In the stretch of the material below that runs from the line containing "Practice: put a marker on each instance of the blue paddle" through the end of the material, change every "Target" to "Object". Give back only that stretch with everything else unchanged, and leave the pictures out.

::::::::::

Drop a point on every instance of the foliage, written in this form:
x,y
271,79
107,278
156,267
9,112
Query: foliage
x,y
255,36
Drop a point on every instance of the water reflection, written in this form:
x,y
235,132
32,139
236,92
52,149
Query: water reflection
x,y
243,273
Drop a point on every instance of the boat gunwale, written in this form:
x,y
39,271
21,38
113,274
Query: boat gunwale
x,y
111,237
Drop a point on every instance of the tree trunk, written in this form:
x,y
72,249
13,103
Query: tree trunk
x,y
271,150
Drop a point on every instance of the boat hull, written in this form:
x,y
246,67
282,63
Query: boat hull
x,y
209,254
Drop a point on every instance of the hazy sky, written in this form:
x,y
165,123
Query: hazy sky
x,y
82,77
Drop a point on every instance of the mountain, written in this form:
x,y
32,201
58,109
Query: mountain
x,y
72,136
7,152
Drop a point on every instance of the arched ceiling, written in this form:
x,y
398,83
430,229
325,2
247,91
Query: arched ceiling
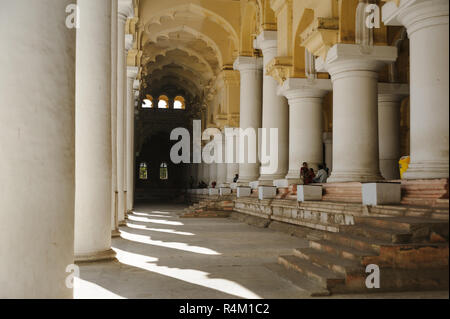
x,y
187,45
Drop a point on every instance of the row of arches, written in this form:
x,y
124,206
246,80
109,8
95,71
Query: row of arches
x,y
163,102
144,170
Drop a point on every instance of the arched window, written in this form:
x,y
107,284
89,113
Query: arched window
x,y
163,172
148,102
179,103
143,171
163,102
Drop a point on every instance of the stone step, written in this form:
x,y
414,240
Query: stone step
x,y
298,279
355,242
406,224
336,264
385,235
340,251
323,276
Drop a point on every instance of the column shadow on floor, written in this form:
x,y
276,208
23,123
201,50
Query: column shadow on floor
x,y
163,256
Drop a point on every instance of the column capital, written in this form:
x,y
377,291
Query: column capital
x,y
248,63
267,41
129,40
342,58
416,14
132,72
136,85
297,88
392,92
125,10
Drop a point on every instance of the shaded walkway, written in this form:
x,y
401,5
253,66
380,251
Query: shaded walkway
x,y
163,256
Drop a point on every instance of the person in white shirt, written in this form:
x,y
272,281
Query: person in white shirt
x,y
321,176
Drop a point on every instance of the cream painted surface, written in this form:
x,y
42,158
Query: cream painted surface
x,y
114,190
132,73
428,30
250,69
37,139
305,123
93,132
355,111
124,13
275,112
389,134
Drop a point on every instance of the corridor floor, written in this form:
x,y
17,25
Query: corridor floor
x,y
160,255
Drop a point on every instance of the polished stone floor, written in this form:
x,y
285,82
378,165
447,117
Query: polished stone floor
x,y
160,255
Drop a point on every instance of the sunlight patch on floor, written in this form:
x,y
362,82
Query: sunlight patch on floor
x,y
192,276
83,289
170,231
156,221
174,245
151,215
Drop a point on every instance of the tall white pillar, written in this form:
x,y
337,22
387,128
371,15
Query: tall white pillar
x,y
390,96
132,73
212,173
222,165
355,110
93,133
275,113
37,142
231,154
125,11
428,30
305,123
199,174
114,196
250,69
206,177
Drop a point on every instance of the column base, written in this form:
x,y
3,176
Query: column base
x,y
427,170
267,180
115,233
294,179
247,179
97,256
339,177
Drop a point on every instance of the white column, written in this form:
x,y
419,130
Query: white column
x,y
232,154
250,69
206,177
222,165
355,110
199,174
390,96
93,133
212,173
328,148
428,30
132,73
125,11
114,196
305,123
275,112
37,142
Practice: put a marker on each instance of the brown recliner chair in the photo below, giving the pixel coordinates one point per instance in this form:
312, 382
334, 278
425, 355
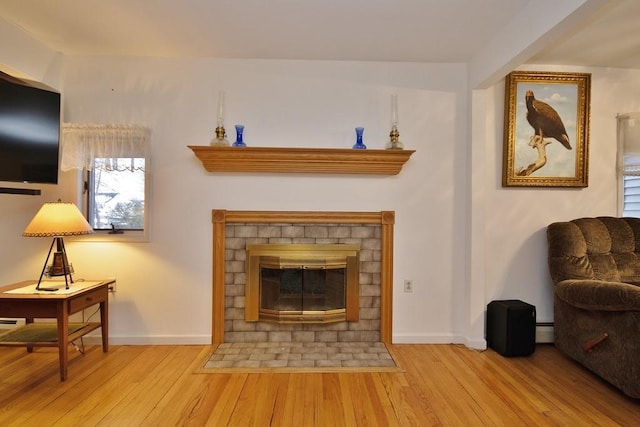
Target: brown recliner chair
595, 266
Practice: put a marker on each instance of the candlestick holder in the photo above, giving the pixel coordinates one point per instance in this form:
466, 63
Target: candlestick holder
359, 145
394, 141
239, 141
220, 140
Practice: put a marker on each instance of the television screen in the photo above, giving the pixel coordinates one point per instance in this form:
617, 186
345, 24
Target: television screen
29, 131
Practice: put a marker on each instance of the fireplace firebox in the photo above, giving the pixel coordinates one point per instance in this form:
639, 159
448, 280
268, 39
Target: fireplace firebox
291, 283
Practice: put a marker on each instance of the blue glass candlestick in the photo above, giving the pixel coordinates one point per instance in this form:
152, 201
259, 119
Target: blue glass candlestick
239, 142
359, 145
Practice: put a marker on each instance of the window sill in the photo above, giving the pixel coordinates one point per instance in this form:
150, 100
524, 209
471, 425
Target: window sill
104, 236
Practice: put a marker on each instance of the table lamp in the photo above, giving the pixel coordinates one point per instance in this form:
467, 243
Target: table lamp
57, 219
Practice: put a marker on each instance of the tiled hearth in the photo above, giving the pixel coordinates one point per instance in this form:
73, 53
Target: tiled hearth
373, 232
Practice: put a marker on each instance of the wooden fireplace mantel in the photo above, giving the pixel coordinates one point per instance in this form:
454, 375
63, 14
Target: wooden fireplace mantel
301, 160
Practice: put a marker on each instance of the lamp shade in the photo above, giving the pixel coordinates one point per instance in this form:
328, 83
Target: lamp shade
55, 219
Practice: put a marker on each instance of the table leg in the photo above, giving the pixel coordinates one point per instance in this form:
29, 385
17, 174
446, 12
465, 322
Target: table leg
27, 321
104, 324
63, 338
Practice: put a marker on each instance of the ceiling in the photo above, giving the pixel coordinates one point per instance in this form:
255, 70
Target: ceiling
358, 30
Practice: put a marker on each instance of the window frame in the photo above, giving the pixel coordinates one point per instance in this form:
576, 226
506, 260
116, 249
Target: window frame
84, 194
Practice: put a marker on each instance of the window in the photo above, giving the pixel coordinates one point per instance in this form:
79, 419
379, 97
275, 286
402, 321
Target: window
629, 164
116, 194
115, 190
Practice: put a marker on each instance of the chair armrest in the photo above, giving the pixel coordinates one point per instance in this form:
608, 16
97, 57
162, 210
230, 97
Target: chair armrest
599, 295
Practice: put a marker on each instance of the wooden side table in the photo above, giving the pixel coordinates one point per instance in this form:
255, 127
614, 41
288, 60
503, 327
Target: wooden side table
20, 301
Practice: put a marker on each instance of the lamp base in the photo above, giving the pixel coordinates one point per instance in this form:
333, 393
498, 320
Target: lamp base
60, 265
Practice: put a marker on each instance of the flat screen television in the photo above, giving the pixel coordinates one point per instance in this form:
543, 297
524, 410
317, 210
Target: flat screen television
29, 131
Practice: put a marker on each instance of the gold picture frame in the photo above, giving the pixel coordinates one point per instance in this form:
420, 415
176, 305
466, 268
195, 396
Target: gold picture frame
546, 129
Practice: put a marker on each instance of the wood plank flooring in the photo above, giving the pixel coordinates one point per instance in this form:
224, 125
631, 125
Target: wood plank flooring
442, 385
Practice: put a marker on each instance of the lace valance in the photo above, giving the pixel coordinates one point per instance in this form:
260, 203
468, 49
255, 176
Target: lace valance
82, 143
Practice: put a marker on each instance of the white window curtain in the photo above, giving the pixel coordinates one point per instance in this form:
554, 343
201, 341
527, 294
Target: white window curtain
82, 143
629, 144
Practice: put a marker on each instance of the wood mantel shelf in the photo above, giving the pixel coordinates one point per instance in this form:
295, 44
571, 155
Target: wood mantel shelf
301, 160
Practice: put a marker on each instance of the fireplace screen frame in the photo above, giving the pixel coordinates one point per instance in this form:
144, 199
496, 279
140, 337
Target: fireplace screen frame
313, 256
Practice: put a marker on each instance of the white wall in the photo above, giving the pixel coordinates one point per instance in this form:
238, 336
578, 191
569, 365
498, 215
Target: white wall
516, 218
461, 237
164, 286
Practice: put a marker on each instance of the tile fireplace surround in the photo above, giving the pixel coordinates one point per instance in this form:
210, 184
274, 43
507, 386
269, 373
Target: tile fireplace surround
233, 230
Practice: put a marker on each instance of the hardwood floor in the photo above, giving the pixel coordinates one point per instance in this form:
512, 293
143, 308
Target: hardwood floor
440, 385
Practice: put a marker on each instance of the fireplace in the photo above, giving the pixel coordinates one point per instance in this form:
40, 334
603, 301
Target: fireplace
302, 283
233, 231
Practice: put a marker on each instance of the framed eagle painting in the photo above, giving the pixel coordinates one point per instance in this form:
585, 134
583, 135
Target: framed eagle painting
546, 129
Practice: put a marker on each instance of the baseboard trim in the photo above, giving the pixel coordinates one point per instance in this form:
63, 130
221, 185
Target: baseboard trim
146, 340
544, 333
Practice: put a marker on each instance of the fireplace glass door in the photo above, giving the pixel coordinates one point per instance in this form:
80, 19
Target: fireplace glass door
302, 289
310, 283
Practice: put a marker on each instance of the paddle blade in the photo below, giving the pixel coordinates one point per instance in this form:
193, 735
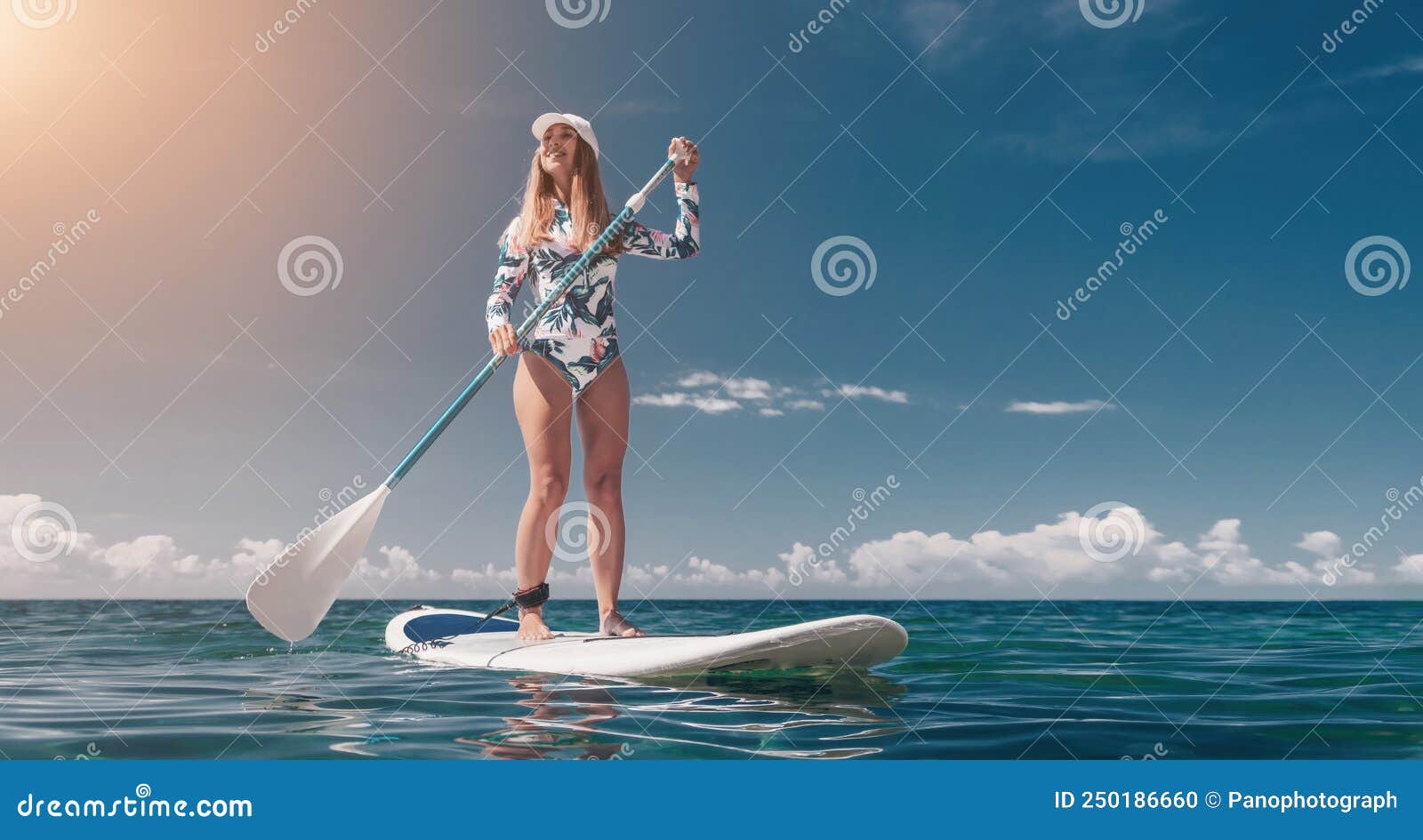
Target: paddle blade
293, 593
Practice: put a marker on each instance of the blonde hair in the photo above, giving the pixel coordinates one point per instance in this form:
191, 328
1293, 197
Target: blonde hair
588, 205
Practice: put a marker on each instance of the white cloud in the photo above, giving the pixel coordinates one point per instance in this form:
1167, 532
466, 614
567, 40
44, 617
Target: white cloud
683, 400
806, 405
699, 380
1059, 407
716, 394
1031, 563
749, 388
1405, 67
868, 393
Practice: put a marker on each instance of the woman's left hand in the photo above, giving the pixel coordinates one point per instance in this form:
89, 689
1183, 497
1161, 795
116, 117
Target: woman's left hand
687, 158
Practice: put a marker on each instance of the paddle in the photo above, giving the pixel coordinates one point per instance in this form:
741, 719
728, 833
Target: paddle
296, 590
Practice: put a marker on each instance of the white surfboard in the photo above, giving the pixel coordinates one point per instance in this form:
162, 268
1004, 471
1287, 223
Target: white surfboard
445, 636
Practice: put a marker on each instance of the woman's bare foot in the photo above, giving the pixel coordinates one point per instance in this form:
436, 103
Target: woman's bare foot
614, 623
533, 627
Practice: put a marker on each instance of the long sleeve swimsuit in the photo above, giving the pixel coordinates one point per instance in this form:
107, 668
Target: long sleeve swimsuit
578, 334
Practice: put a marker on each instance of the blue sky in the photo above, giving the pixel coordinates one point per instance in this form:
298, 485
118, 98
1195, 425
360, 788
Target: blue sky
988, 154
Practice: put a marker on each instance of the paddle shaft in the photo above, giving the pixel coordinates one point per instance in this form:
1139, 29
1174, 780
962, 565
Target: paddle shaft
484, 375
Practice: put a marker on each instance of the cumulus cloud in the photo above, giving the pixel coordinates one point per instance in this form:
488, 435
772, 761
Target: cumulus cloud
806, 405
1059, 407
683, 400
1060, 557
867, 393
719, 394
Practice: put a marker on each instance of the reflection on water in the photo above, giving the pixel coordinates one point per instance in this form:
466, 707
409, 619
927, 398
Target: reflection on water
573, 718
1085, 680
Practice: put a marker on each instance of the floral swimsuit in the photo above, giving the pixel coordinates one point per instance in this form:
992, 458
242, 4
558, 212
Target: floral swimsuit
578, 334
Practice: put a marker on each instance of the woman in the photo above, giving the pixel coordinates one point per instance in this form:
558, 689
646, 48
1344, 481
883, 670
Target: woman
569, 365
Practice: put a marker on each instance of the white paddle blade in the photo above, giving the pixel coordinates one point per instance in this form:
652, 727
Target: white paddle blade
293, 593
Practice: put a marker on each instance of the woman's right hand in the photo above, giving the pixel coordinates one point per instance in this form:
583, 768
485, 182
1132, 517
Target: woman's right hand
504, 341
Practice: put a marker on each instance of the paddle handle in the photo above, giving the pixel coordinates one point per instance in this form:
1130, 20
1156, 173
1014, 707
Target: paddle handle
484, 375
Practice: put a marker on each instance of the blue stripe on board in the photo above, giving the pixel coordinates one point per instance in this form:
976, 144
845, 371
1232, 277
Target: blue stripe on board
445, 624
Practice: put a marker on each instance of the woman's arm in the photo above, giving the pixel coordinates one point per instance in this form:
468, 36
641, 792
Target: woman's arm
683, 242
509, 277
687, 241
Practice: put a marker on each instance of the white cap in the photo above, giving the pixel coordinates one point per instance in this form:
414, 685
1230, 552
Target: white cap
583, 127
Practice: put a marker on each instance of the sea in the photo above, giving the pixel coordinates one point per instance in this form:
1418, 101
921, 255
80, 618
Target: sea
1002, 680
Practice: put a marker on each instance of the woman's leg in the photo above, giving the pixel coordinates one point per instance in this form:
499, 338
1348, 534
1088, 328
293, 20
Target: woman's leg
602, 424
541, 403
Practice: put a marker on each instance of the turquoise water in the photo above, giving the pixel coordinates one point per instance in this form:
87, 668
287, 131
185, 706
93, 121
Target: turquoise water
979, 680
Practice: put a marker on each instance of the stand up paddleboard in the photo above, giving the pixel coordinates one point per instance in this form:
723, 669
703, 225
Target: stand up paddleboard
448, 637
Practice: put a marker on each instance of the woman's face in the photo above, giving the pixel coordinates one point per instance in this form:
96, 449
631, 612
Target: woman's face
559, 149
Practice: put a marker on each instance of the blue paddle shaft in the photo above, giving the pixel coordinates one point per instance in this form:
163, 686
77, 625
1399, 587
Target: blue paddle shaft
614, 229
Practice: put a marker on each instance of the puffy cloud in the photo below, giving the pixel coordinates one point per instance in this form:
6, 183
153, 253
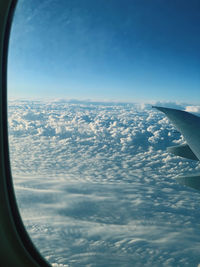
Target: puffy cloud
100, 184
194, 109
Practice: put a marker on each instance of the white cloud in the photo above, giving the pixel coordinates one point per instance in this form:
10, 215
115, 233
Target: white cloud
100, 184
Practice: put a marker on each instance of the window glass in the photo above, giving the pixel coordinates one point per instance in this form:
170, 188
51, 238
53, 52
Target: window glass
94, 182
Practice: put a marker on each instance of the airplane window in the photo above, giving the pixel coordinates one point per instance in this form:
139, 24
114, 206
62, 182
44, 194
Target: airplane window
93, 179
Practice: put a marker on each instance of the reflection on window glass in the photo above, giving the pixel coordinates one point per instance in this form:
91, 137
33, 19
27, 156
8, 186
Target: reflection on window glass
92, 177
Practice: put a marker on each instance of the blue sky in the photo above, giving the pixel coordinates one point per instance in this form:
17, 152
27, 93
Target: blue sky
106, 50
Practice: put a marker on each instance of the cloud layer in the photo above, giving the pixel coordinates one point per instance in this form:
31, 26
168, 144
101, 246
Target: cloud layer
100, 184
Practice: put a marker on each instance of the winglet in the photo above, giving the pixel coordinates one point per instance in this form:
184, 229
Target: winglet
187, 124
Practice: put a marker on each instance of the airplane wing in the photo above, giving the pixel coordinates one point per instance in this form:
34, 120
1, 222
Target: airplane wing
189, 126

::::::::::

### Exercise output
Practice: put a marker on each instance of the blue paddle shaft in the photo above, giving the pixel coordinates one point per instance in this form:
163, 686
77, 625
1399, 587
Object: blue paddle shaft
614, 229
Practice: put a marker on each instance of the puffy cloud in the photo below, giving the pixel coordinates one point per instance in this form:
6, 183
153, 253
Object: puffy cloud
100, 184
194, 109
Practice: put a marker on each instance of the white cloud in the photo above, giving the pixel coordinates one point per instance in this form:
10, 215
115, 233
Object: white cloud
100, 184
Practice: put a marker on each instance of the window glass in the photo above, giving the pixel coordinates one point per instance in this form:
170, 188
51, 238
53, 52
Object: window glass
94, 182
Practice: put a marker on each instance of the airplane window in the photo above, giving the pixel coordinates one point per instance in this form:
139, 24
114, 206
62, 182
44, 194
Object: airplane window
93, 179
Practice: put a marker on each instance of the reflection on window glass in the photo above, giving the pixel coordinates one point per instance in this form:
91, 137
33, 19
27, 156
8, 186
Object: reflection on window glass
92, 177
Practice: put a marker on each instance of the blue sky in the photo above, giving the pixel coordinates one point per instance in this form:
17, 152
27, 93
Object: blue sky
106, 50
Practice: put a marker on each instance of the cloud layer in the photo above, giving the pixel coordinates one point per instance in this form:
31, 26
168, 144
101, 246
Object: cloud layer
100, 184
Practice: put a marker on each instance of the winglet in the photo above, giving the pixel coordinates one point per instance in this form:
184, 229
Object: winglet
187, 124
Practice: put a marker on each instance of the airplane wing in the photo above, giving the pixel coordinates one point per instance in this form:
34, 120
1, 222
Object: airplane wing
189, 126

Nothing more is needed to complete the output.